■ **Excerpt provided**

You can take your bicycle with you on most Suburban, Regional, Direct and Inter-regional trains in Italy. Look for the bicycle symbol in the timetable.
Sometimes they have special offers allowing you to take your bicycle for free on certain lines and certain dates (look for the posters at stations, in bicycle shops and at the Ciclobby office in Milan), but in general you have to buy an extra ticket for your bicycle. This costs EUR 3,50 and is valid for 24 hours from the time you have validated it by sticking it into the yellow "Convalida" machine at the station.
Your own ticket is only valid for six hours, but the idea is that if you are making two or more trips within 24 hours you can use the same bicycle ticket for both or all of them.
These bicycle tickets are not available through the blue ticket machines, so to get one you have to go to a ticket window and buy one from a real person, which in my experience is no problem and doesn't take very long. (No guarantee on that, however! I didn't try it during the rush hours.)
If by any chance you are going on a short train trip that costs less than EUR 3,50 to begin with, and you know you only want to take your bike with you on that one trip, you can simply buy a second ticket for your bicycle for the same price as yours (from the ticket machine, for instance), but in that case both tickets, yours and the bicycle's will only be valid for six hours from the time you have validated them.
The first photo shows the 12:15 train to Mantova, on track 21 of Milan Central Station. This is the train I took to Cremona with a bicycle I had rented in Milan.

■ **What the task requires**
Answer these questions from the text on taking bicycles aboard Italian trains:
1. What does the extra bicycle ticket cost, and how long is it valid after validation?
2. How long is a passenger's own ticket valid?
3. Where must a bicycle ticket be bought, given that the blue ticket machines do not sell it?

■ **Data section**

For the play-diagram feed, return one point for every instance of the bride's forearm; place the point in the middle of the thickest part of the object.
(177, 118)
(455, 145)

■ **Output for this task**
1. It costs EUR 3,50 and is valid for 24 hours after validation.
2. Six hours.
3. At a ticket window, from a person.